TO BE DONE:
Copy the lines below word for word, starting with the line that contains "form: point(672, 457)." and ending with the line that contains "point(670, 429)", including both of those lines.

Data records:
-------------------------

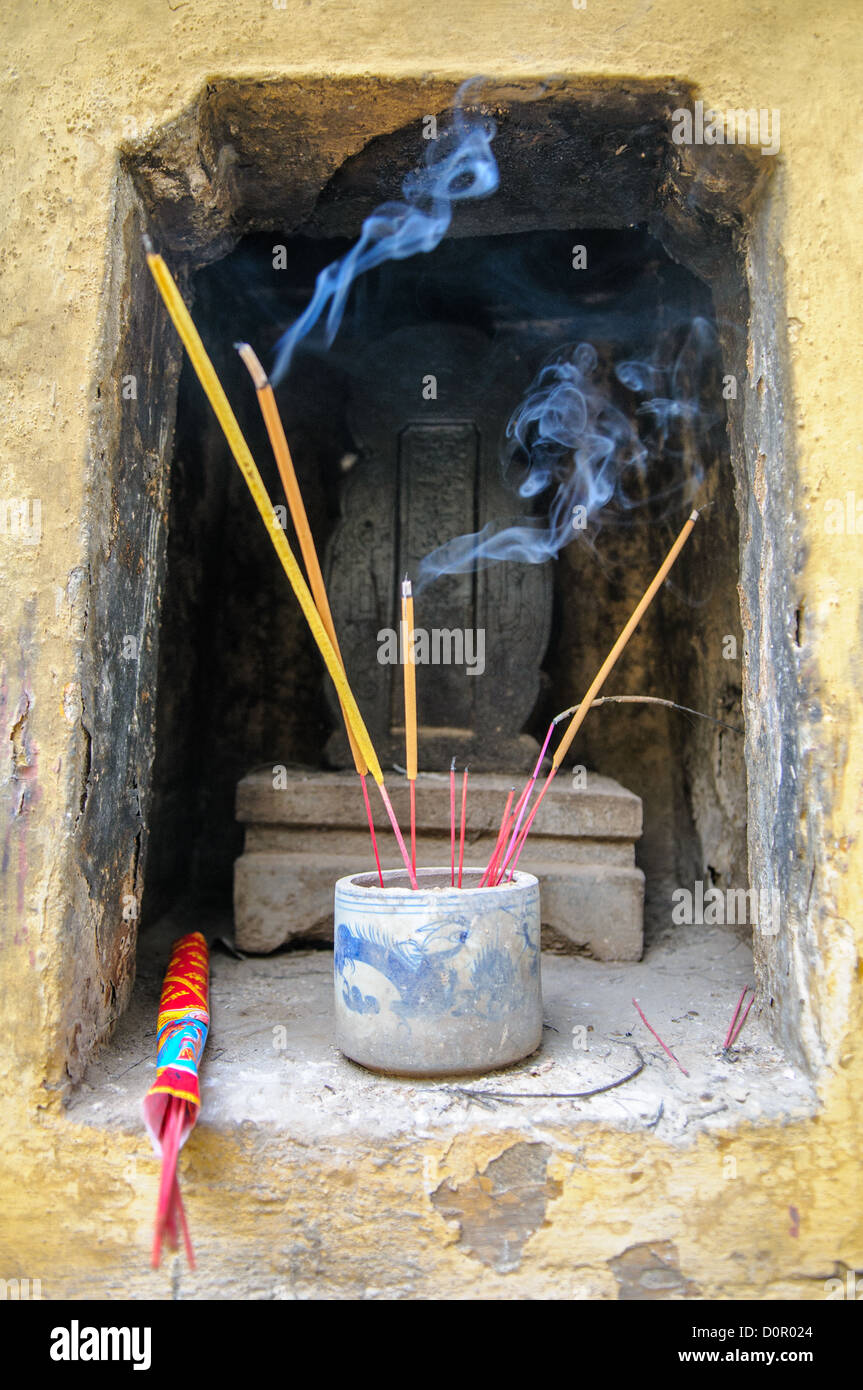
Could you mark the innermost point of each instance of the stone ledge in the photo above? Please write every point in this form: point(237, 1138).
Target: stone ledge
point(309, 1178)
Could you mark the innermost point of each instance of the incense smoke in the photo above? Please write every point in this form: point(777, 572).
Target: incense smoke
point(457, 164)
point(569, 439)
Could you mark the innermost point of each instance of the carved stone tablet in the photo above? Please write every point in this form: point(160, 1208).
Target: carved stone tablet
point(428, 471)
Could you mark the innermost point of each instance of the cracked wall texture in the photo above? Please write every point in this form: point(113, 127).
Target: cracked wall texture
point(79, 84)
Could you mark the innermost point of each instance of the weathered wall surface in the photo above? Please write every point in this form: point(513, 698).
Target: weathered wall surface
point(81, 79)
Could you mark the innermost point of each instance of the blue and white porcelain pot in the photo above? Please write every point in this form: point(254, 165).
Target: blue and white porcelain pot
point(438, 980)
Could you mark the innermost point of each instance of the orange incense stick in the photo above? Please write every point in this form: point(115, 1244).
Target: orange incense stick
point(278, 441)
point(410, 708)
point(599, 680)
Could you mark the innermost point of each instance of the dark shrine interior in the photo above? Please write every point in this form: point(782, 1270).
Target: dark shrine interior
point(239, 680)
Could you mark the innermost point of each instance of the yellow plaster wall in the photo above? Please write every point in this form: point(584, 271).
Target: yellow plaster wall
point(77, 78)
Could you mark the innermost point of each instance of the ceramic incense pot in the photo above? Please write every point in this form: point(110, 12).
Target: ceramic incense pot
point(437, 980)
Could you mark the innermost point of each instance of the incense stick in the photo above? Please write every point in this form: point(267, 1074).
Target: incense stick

-------------------------

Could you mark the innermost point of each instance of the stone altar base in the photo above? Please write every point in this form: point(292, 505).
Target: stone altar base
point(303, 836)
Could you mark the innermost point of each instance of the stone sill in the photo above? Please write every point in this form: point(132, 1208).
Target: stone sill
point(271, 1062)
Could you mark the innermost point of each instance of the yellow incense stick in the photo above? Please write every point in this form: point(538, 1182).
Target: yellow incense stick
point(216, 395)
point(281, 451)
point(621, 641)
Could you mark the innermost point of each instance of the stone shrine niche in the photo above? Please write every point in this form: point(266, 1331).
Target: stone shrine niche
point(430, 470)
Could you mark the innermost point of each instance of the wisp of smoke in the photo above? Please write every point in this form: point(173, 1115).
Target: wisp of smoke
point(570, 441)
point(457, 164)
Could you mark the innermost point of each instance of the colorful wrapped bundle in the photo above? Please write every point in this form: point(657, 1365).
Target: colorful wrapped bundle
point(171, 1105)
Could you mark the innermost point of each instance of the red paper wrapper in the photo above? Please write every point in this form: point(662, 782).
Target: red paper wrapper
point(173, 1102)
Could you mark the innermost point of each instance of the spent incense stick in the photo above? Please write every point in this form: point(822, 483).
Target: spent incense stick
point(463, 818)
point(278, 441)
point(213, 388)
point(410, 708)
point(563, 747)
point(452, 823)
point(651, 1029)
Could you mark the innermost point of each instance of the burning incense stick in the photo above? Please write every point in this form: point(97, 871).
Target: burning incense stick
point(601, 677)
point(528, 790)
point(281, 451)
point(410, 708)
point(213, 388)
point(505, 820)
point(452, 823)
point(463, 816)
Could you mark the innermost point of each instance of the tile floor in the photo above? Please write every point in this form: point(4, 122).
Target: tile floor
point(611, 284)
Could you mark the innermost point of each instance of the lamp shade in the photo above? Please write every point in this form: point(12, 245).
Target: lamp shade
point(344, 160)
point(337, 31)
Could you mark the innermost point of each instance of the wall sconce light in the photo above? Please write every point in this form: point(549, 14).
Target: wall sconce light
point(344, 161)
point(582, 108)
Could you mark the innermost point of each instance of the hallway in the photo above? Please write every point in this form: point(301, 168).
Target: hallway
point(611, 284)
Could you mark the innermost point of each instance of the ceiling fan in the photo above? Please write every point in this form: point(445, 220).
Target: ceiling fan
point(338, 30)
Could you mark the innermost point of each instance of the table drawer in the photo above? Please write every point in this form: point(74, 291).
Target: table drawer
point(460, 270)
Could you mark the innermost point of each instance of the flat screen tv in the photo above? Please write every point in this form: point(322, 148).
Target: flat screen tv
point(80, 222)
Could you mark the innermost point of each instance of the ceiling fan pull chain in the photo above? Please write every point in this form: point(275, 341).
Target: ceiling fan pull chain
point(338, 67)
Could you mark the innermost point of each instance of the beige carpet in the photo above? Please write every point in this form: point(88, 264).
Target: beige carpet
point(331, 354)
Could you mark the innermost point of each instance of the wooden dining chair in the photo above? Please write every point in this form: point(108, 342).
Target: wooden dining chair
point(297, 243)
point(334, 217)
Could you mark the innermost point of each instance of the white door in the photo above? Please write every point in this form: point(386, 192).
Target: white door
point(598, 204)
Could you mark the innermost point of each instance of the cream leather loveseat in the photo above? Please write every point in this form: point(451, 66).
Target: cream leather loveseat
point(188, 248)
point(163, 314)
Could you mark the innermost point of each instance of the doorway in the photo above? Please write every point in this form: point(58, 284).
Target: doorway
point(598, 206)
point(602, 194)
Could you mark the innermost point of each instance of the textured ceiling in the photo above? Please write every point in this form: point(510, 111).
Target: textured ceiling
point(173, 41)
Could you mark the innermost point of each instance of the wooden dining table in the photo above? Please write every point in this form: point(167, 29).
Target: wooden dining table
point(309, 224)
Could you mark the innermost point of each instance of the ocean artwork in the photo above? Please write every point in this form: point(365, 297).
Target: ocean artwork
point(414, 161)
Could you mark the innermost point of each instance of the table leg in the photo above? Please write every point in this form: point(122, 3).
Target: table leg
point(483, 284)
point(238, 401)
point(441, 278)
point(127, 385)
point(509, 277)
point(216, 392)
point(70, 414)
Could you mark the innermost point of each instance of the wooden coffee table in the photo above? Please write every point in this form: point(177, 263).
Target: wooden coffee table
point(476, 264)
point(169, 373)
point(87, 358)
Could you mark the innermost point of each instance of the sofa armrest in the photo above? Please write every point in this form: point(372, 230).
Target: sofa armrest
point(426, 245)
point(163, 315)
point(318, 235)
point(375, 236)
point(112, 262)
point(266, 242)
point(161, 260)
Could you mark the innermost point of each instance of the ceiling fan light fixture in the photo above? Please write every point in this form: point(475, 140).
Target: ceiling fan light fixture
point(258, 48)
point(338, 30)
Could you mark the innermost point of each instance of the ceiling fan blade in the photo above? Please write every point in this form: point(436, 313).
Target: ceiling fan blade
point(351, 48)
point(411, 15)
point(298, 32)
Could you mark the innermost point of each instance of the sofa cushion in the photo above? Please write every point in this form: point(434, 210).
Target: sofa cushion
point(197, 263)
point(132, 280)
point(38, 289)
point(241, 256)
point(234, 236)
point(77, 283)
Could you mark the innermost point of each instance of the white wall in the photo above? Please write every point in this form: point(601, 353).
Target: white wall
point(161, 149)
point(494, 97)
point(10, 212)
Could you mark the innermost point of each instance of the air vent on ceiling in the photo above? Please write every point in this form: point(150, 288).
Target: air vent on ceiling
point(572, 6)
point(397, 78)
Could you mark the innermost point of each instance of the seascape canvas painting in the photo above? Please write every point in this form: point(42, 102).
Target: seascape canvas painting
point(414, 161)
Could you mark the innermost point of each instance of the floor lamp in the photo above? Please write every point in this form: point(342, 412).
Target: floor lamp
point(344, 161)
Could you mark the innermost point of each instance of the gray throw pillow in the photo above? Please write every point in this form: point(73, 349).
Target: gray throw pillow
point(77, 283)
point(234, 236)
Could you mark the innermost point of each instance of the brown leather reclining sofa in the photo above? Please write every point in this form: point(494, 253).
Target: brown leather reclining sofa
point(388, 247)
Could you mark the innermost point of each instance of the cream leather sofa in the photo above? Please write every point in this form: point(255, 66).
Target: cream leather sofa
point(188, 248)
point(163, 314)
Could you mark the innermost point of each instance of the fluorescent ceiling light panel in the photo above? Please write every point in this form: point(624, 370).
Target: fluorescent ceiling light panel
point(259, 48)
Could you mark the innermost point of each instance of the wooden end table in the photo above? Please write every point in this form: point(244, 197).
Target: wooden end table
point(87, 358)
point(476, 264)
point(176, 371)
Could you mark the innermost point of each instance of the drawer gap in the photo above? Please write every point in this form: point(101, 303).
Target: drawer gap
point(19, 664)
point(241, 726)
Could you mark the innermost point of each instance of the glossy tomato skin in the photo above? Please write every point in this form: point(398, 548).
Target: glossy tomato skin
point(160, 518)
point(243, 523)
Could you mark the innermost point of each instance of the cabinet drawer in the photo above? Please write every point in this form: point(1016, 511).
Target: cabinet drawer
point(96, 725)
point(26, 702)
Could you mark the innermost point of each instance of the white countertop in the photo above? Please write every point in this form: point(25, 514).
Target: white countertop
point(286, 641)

-------------------------

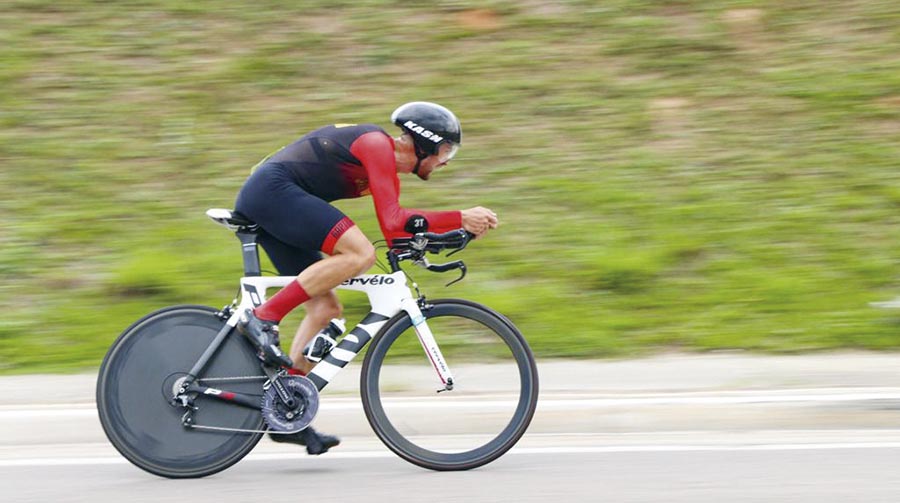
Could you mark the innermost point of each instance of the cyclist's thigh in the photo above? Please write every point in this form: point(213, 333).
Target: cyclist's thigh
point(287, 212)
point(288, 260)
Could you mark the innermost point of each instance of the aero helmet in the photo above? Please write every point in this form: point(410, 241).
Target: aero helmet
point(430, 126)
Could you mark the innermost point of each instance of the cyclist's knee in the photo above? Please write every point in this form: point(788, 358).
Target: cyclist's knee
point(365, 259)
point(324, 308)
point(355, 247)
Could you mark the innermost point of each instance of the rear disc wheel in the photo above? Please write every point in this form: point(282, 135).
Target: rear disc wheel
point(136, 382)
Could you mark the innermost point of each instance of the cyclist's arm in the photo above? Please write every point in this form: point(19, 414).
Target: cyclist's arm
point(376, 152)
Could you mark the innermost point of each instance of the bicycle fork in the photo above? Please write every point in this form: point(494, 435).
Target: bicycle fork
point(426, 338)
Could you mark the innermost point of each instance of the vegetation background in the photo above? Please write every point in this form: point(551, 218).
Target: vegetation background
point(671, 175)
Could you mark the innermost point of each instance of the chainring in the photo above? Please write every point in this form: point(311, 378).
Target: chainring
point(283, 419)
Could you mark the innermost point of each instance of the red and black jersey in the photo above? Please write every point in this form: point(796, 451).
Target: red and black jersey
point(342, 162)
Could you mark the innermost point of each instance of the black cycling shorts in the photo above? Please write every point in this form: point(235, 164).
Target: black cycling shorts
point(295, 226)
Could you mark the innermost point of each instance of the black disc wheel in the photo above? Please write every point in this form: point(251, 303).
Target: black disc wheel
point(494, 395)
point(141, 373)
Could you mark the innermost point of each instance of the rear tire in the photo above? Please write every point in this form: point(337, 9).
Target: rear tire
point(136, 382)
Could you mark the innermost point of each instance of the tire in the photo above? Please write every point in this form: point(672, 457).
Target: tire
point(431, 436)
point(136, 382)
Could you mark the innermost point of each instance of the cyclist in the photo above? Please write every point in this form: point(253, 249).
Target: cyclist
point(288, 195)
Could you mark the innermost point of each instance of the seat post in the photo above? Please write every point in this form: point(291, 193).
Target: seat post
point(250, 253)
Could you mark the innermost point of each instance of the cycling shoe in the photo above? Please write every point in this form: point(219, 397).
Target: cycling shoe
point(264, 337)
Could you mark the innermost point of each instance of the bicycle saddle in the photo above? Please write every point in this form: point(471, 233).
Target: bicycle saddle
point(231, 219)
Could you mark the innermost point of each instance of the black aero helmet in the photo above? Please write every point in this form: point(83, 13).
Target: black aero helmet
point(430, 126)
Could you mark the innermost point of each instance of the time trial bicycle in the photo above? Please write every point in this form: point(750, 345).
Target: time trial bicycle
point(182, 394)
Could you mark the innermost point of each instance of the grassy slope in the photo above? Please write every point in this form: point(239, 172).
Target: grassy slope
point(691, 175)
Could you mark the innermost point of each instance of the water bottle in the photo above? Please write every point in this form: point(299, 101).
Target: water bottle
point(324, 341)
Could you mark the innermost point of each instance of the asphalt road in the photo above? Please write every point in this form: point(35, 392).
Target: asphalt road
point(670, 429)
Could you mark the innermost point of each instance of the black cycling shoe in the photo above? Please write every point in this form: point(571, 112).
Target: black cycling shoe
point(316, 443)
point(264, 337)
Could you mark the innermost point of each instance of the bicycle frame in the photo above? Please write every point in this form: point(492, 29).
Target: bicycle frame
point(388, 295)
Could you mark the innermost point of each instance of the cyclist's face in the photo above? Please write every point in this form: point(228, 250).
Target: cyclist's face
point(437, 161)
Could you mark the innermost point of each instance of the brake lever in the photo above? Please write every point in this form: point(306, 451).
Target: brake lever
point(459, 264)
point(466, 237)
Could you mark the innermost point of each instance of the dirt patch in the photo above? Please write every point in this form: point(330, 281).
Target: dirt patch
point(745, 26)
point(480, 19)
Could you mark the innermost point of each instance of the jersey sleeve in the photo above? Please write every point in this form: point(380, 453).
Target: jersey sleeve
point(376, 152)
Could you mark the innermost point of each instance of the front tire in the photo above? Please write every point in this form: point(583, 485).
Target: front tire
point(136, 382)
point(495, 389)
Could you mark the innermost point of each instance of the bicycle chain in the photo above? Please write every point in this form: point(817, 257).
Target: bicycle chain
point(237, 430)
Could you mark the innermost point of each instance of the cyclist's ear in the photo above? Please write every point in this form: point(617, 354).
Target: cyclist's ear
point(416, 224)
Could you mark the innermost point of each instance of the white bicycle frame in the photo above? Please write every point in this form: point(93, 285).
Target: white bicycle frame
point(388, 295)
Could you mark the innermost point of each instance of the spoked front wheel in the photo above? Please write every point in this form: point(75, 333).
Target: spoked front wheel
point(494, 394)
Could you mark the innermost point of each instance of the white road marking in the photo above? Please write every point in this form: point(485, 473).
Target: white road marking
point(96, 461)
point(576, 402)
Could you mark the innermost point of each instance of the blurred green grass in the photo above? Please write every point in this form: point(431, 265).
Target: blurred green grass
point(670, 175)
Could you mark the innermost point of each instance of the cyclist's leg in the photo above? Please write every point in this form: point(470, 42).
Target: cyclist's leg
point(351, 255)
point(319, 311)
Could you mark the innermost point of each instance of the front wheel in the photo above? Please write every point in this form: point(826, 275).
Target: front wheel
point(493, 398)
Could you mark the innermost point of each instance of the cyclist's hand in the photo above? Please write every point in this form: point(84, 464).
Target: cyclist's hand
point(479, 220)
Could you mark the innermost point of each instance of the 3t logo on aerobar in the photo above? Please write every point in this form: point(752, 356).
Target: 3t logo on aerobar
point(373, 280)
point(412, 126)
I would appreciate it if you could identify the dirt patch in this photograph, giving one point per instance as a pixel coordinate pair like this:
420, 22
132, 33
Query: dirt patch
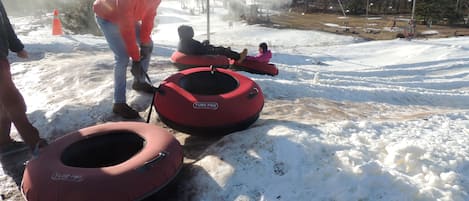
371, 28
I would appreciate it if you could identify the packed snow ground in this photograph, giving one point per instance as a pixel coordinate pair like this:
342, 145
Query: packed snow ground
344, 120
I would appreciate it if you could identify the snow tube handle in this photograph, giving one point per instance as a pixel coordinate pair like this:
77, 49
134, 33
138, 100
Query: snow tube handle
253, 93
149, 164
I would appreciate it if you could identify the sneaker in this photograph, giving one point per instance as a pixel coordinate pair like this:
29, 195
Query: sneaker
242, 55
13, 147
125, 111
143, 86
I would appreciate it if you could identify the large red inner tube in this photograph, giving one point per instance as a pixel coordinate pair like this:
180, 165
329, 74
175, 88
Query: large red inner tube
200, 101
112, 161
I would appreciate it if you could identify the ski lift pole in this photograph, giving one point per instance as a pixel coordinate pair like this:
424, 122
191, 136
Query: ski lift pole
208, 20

-------------------------

RESULT:
Could you mark the innermost point of each instance of the tire in the photo above? Please write every point in this form: point(672, 457).
Target: tire
point(431, 436)
point(136, 382)
Could you mark the innermost point of each instance of the cyclist in the photo above? Please write every point in this form: point(253, 249).
Target: cyclist
point(288, 195)
Could you mark the innermost point of each instance of the seat post in the photo above? Please write every point in this form: point(291, 193).
Target: seat post
point(250, 253)
Could you mark the innermost point of each instance of the cycling shoe in the photo above? Please write every point in this form: point(219, 397).
Target: cycling shoe
point(264, 337)
Could you mark the innermost point of each instance of the bicycle saddle in the photo above? Please write every point in this form: point(471, 233).
Target: bicycle saddle
point(231, 219)
Could you mark the innermost point of each instance of the black aero helmet in the photo above? Please write every point in this form: point(83, 13).
Target: black aero helmet
point(430, 126)
Could you mark the innermost point of each instance of the time trial bicycle in the photo above? Please write every point in this form: point(750, 345).
Target: time trial bicycle
point(182, 394)
Could you mark the innermost point of each instance of the grassy slope in the photo above? Please write every point in this form: point(239, 172).
Target: grassy slope
point(691, 175)
Could you mark the innermost point of each instance of the water bottle in the photo above? Please write every point in this form: point(299, 101).
Target: water bottle
point(324, 341)
Could you mark the innermost point of each instance of the asphalt road in the photo above? Please write every point in this form: point(35, 392).
Target: asphalt road
point(670, 429)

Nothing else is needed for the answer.